── Source

If the post 1980 terrestrial record is so contaminated, is it not surprising that the satellite -based record is substantially the same?

Roger Carr
August 8, 2010 3:25 am

This, and its brothers, drives a feeling of despair that the whole AGW army is staffed by people who have never undertaken the hard work of scholarship — or did not have the capacity to — yet have driven the whole world to distraction by sophisticated manipulation of propaganda of the most base kind.
    Ross McKitrick et al must share this despair I feel; probably even more deeply as we watch the unwinding of wisdom.

Michael Schaefer
August 8, 2010 3:43 am

To quote the article: “The correlations between warming patterns and patterns of socioeconomic development remain large and significant…”
Well, I have been a glider pilot for a good time of my life. Among glider pilots it’s an open secret, that “patterns of socioeconomic development” are indeed VERY relevant: We call them “industrial thermal lift” or “urban thermal lift”.

────
── Record set

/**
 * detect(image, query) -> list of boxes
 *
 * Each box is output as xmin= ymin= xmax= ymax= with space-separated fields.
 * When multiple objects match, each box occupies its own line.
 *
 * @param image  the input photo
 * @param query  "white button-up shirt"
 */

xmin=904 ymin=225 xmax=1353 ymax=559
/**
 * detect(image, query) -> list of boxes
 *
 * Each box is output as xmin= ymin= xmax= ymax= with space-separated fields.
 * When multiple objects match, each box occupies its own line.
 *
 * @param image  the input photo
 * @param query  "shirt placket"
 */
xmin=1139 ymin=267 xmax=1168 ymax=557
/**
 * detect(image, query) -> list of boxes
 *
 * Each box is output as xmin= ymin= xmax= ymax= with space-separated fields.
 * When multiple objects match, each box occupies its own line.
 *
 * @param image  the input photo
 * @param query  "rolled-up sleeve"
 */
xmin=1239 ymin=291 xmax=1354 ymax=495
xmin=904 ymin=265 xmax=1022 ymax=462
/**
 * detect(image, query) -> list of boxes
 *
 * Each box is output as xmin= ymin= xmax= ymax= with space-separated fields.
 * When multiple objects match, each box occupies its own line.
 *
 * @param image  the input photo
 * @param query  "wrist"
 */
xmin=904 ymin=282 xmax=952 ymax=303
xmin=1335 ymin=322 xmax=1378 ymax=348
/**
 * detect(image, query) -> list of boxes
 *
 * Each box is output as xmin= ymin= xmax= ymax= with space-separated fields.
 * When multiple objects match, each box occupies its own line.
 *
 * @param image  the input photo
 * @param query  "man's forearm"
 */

────

▶ [Work to do]:
Copy the comment thread starting with "This, and its" and going on through "unwinding of wisdom.", but swap "army" for "movement". Answer using only the comment thread, not the material.

▶ [Solution for this problem]:
This, and its brothers, drives a feeling of despair that the whole AGW movement is staffed by people who have never undertaken the hard work of scholarship — or did not have the capacity to — yet have driven the whole world to distraction by sophisticated manipulation of propaganda of the most base kind.
    Ross McKitrick et al must share this despair I feel; probably even more deeply as we watch the unwinding of wisdom.